:: QUOTED PASSAGE ::
··········

Roberson commemorates the 150th Anniversary of the Civil War with our grand exhibition featuring compelling real-life stories from individuals from our region and an interactive encampment setting.
Through various learning experiences visitors will discover how the Civil War changed lives in our communities. The exhibition is a collaborative effort utilizing items from local private collectors and the Broome, Chenango, Tioga, Delaware and Susquehanna County Historical Societies. The Civil War is on display through 2012.
The Civil War features the profiles of 12 individuals from our region. The profiles have a variety of sectors of society, education level, war experience, home front experience, African-American experience, female experience, resistance and/or draft experience. These are the people’s stories and portray what it was like for many people living in this region during the Civil War.
1. Daniel S. Dickinson: A Democratic US Senator from Binghamton who was a state rights advocate instrumental in the passage of the Compromise of 1850 which exacerbated the coming of the Civil War. Nominated for president during two different Democratic conventions, he withdrew his name only to be considered for Lincolns’ running mate in
1864 because of his patriotic allegiance to the Union. Lincoln appoints him as District Attorney for NYC for his work for the country where he dies a year after the end of the war. If he had been Lincoln’s running mate, he would have been the 17th President. His story is told through his own letters and speeches.

··········

:: DATA ::

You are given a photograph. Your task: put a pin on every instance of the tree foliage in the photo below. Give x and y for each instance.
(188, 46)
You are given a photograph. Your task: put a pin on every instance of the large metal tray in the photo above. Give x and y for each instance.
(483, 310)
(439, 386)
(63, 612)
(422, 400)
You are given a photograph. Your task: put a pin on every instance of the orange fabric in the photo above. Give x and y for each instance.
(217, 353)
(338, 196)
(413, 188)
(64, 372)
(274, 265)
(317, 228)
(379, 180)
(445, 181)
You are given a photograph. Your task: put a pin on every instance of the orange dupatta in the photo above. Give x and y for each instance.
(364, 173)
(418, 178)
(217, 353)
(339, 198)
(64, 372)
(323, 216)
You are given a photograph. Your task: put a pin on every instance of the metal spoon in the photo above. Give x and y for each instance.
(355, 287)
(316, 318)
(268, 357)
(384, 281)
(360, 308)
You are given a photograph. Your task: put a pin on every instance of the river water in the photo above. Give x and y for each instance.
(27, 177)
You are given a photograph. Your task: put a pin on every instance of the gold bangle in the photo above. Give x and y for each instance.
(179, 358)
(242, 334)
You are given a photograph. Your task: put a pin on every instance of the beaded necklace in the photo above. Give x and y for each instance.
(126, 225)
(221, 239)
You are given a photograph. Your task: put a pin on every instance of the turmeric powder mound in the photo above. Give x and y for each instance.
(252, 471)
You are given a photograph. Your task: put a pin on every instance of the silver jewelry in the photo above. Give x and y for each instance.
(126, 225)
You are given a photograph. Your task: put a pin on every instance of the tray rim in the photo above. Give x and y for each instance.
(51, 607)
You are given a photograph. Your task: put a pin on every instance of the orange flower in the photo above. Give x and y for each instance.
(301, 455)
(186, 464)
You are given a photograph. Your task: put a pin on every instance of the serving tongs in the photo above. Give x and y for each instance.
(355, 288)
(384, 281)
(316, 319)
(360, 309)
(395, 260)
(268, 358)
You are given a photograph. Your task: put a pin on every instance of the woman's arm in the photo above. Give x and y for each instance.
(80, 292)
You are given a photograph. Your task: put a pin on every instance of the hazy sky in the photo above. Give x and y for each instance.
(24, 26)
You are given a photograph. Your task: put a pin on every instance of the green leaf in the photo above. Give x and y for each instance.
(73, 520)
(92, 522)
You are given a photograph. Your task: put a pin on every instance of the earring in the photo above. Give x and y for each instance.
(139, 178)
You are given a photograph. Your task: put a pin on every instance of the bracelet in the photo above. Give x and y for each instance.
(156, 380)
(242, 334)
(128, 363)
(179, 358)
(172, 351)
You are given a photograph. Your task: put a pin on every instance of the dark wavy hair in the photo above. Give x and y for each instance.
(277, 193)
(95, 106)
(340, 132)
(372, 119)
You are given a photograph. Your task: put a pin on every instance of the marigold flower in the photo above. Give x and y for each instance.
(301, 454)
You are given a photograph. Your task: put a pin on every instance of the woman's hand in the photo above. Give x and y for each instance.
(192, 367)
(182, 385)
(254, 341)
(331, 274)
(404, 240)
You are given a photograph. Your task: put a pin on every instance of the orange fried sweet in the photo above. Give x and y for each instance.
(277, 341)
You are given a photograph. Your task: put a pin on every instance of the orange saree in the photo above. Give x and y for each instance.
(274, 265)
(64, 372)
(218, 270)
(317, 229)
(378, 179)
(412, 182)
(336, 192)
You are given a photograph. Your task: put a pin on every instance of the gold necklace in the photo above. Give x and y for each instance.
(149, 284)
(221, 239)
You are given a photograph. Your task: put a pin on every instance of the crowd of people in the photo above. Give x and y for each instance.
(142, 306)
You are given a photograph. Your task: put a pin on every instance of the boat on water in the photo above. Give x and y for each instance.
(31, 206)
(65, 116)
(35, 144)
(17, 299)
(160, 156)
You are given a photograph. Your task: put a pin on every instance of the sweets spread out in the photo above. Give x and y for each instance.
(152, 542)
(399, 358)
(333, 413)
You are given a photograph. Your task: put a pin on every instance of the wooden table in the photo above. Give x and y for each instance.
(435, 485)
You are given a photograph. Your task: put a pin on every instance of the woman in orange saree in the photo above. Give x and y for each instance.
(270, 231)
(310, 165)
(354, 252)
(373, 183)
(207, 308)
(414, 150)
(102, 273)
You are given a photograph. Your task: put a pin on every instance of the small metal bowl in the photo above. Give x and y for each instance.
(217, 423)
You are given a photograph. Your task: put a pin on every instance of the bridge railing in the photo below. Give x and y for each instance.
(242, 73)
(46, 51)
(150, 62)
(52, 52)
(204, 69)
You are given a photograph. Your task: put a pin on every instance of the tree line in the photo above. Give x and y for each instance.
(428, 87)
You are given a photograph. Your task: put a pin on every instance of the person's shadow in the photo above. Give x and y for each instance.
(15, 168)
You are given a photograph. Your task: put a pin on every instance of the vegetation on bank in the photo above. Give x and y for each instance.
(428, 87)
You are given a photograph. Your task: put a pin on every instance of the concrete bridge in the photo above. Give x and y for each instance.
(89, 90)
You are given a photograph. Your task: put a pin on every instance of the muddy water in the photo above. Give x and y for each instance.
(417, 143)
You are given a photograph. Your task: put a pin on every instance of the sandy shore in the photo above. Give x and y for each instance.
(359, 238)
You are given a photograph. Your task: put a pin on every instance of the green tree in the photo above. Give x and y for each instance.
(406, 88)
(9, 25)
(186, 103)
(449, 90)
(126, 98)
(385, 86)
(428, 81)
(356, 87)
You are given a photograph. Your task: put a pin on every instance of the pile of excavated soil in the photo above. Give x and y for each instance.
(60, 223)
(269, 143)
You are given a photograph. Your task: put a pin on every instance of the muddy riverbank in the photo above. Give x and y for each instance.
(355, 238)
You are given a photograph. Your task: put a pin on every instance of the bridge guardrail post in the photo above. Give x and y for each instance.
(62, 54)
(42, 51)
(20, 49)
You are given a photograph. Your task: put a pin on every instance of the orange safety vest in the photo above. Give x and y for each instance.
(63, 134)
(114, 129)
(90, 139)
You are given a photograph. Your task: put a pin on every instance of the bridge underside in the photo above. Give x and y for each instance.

··········

:: REQUESTS ::
1. According to the Civil War exhibition text, why was Daniel S. Dickinson considered as Lincoln's running mate in 1864? Answer in one to three sentences.
2. From the Civil War exhibition text, set down the passage starting at "The Civil War features" and ending at "during the Civil War.".
3. Translate this sentence from the Civil War exhibition text into Spanish: "The Civil War features the profiles of 12 individuals from our region."
The records have nothing to do with the text.

:: SOLUTIONS IN ORDER ::
1. He was considered because of his patriotic allegiance to the Union.

2.
The Civil War features the profiles of 12 individuals from our region. The profiles have a variety of sectors of society, education level, war experience, home front experience, African-American experience, female experience, resistance and/or draft experience. These are the people’s stories and portray what it was like for many people living in this region during the Civil War.

3. La Guerra Civil presenta los perfiles de 12 personas de nuestra región.